--- Records for this exercise ---
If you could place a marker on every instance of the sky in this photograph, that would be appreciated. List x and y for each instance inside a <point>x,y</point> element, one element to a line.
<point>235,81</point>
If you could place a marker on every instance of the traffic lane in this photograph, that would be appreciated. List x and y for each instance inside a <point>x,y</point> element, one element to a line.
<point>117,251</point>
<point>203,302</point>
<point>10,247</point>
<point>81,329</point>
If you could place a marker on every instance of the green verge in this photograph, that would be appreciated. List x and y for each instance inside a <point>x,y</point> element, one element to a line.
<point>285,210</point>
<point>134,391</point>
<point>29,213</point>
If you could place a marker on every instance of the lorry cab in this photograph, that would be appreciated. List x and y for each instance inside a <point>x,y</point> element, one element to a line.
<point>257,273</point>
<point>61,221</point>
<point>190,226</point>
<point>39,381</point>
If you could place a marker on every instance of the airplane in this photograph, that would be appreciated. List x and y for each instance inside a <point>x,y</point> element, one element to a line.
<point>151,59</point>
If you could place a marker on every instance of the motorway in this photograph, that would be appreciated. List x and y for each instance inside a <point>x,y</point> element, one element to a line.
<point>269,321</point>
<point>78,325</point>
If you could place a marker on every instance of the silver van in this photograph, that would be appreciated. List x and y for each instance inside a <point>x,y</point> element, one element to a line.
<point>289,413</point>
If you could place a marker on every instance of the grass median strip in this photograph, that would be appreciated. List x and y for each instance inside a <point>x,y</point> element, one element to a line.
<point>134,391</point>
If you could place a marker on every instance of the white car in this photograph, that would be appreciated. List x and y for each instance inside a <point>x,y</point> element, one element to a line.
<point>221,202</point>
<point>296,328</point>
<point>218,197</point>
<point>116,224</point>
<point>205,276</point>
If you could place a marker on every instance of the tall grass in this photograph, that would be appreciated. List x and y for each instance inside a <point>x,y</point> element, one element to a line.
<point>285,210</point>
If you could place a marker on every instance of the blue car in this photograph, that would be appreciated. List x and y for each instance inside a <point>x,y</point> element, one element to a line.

--- Exercise objective ---
Please provide an exact transcription of each line from the one holding "of the grass" through the final line of the data above.

--- Exercise result ---
If you could place a marker on every instance of the grass median strip in this photograph, that would be appreciated. List x and y for each instance inside a <point>x,y</point> element, one element to a line.
<point>134,391</point>
If you could place a marker on every instance of the white car in this photograph, that would be appreciated. List x and y for each instance inside a <point>x,y</point> element, one element to a line.
<point>221,202</point>
<point>296,328</point>
<point>218,197</point>
<point>116,224</point>
<point>205,276</point>
If you could place a marker on every instance of the tall grass in this photograph, that would be appreciated. List x and y for each instance inside a <point>x,y</point> element, one element to a line.
<point>285,210</point>
If you could place a marker on every instance of the blue car in this photograph, that would be appreciated. List x and y for each instance inside a <point>x,y</point> element, one element to a line.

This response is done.